Cotée à la bourse de Sidney (ASX) et initialement centrée sur l’exploration de lithium – et titulaire pour cela du permis de Goulamina, acquis en 2016 –, cette petite compagnie entend changer de minerai de prédilection.

« L’or va devenir notre cœur de métier. Nous n’excluons pas la mise en place d’un partenariat [pour l’exploitation du lithium] à Goulamina, voire une cession [de ce permis] », explique Alistair Cowden le PDG de la compagnie basée à Perth, interrogé par Jeune Afrique Business +. Mali Lithium détient déjà des permis dans l’or pour les projets extractifs de Massigui et Dankassa, situés dans la même région que Morila.

>>> À lire sur Jeune Afrique Business+ : Mali Lithium réglera Barrick et AngloGold en cash (22 millions $) et n’exclut pas de vendre Goulamina

« Nous allons lever de l’argent pour un règlement en cash », indique également le patron de Mali Lithium, qui précise que ce recours aux marchés permettra à sa compagnie, outre l’acquisition – estimée à environ 25 millions de dollars – de couvrir les investissements nécessaires au redéploiement de Morila.

Barrick poursuit sa route dans la sous-région

De son côté, Barrick entend bien poursuivre sa route au Mali, en dépit du coup d’État qui a renversé le président Ibrahim Boubacar Keïta, le 18 août dernier, qui n’a selon lui pas eu de conséquences sur sa production d’or dans le pays.

Le groupe canadien va concentrer ses efforts sur l’optimisation de l’exploitation de son complexe aurifère de Loulo-Gounkoto, qu’il qualifie de gisement de « classe mondiale », et dont il tire actuellement quelque 700 000 onces d’or chaque année.

Le géant entend poursuivre ses activités d’exploration au Mali et dans la sous-région pour lancer nouveaux projets miniers du même acabit, capables de produire plus de 500 000 onces par an.

▸ **Travail demandé**
D'après l'extrait du document, quelle quantité d'or Barrick tire-t-il actuellement chaque année de son complexe de Loulo-Gounkoto ?

▸ **Données fournies**

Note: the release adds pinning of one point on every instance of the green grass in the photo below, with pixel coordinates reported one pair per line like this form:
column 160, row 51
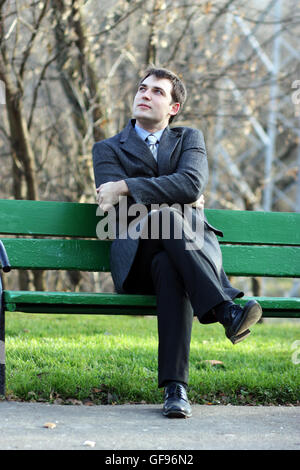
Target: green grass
column 103, row 359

▸ **Réponse attendue**
Quelque 700 000 onces d'or par an.